DATA EXTRACT.
________________________

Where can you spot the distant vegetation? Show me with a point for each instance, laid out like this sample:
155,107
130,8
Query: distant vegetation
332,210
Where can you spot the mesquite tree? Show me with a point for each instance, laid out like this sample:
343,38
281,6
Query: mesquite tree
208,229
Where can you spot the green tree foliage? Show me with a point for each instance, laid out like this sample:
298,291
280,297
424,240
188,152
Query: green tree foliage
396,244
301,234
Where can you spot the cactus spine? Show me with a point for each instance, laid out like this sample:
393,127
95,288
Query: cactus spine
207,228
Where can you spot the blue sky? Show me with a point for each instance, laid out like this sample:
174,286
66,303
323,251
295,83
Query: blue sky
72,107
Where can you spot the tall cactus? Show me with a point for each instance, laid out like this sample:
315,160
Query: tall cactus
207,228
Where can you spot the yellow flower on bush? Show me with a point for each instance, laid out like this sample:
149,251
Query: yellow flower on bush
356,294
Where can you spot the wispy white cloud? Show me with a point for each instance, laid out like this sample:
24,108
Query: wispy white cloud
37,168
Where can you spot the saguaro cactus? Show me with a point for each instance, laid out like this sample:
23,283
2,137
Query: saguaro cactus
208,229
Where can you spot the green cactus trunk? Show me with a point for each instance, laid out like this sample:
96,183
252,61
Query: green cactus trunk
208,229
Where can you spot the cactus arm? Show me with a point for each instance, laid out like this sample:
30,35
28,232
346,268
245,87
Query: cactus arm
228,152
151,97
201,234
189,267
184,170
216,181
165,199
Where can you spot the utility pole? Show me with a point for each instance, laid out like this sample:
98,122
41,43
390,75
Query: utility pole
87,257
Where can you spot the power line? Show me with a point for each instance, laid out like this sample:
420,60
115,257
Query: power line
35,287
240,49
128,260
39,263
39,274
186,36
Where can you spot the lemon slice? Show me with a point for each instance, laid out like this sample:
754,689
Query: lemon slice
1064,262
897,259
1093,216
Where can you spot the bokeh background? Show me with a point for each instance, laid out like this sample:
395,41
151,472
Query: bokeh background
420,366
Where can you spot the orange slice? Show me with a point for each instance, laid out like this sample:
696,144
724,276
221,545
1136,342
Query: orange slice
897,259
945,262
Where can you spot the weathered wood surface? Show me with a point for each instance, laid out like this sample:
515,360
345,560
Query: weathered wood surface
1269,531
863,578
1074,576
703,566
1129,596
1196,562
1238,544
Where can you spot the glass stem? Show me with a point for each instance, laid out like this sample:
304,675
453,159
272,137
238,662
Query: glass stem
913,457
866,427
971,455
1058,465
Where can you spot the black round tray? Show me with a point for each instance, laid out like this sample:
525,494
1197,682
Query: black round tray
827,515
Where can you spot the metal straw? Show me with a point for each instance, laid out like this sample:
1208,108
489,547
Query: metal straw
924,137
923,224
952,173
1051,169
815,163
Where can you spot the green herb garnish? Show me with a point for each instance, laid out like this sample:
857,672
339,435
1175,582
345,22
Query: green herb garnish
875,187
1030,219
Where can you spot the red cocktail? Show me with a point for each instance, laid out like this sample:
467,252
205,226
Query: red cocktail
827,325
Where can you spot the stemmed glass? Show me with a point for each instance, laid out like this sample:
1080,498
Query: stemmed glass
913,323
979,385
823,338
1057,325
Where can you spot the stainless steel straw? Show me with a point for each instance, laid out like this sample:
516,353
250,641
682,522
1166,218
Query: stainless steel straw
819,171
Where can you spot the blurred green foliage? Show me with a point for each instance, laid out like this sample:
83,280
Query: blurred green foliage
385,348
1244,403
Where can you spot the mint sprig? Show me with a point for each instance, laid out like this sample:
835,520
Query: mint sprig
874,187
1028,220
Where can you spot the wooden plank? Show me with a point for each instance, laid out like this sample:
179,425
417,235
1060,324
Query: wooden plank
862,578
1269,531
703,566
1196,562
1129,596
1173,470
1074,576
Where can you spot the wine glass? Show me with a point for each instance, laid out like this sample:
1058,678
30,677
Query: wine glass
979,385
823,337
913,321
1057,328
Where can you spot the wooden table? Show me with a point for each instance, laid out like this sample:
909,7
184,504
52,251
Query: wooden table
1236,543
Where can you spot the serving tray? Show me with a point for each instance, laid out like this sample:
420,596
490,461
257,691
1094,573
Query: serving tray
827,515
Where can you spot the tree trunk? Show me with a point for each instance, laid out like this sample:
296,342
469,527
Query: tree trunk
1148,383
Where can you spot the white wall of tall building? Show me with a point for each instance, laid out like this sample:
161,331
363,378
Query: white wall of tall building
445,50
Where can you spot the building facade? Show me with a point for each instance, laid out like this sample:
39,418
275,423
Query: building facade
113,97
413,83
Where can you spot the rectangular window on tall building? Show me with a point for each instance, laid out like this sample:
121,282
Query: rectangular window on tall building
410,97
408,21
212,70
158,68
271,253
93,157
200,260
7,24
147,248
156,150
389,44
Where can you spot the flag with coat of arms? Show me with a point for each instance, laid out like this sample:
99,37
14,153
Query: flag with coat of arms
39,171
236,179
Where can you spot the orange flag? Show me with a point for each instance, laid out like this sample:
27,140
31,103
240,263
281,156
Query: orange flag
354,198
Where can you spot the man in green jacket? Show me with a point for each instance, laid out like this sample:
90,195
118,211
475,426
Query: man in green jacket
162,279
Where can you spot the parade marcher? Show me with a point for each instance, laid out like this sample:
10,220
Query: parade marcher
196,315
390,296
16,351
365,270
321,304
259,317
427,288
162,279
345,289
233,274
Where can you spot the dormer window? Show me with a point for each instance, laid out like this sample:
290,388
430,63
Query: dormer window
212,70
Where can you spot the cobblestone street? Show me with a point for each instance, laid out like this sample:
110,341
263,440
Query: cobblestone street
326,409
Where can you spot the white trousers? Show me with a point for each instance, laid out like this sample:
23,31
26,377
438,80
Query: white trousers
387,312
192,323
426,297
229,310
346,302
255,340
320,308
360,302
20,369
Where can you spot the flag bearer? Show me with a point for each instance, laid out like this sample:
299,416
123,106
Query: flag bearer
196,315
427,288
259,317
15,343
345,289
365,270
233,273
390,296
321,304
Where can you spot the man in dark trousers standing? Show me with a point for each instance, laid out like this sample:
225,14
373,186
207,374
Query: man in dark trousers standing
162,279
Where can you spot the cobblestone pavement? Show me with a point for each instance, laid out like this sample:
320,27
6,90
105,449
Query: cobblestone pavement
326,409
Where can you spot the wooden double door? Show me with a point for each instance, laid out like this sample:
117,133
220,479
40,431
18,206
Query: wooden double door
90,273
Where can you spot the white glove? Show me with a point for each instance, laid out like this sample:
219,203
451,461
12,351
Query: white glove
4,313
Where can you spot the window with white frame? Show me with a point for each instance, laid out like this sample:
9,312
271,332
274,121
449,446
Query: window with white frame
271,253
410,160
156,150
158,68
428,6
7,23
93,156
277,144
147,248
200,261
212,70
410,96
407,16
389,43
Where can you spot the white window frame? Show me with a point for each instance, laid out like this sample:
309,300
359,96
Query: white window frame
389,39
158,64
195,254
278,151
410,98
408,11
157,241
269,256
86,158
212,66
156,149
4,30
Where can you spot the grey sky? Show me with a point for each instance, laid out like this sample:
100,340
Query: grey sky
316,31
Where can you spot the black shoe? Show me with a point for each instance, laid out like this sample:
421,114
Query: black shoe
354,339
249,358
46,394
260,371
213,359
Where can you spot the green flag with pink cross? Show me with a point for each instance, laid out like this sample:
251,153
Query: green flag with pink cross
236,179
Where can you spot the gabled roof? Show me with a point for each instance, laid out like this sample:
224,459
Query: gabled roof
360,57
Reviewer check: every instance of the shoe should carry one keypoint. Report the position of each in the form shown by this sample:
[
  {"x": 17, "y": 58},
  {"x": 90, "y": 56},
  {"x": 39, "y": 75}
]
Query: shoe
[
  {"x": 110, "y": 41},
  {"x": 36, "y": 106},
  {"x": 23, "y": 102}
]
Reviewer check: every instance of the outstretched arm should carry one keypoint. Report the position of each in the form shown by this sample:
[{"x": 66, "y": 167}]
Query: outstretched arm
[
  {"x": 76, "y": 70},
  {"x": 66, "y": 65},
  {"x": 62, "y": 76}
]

________________________

Output the records as a numbered list, from the line with "Reviewer check: every instance of the outstretched" through the end of the records, leaving out any blank lines.

1. Reviewer check: every instance of the outstretched arm should carry one keypoint. Report the position of each in the form shown by this sample:
2. [{"x": 66, "y": 167}]
3. Query: outstretched arm
4. [
5.   {"x": 76, "y": 70},
6.   {"x": 66, "y": 65},
7.   {"x": 62, "y": 76}
8. ]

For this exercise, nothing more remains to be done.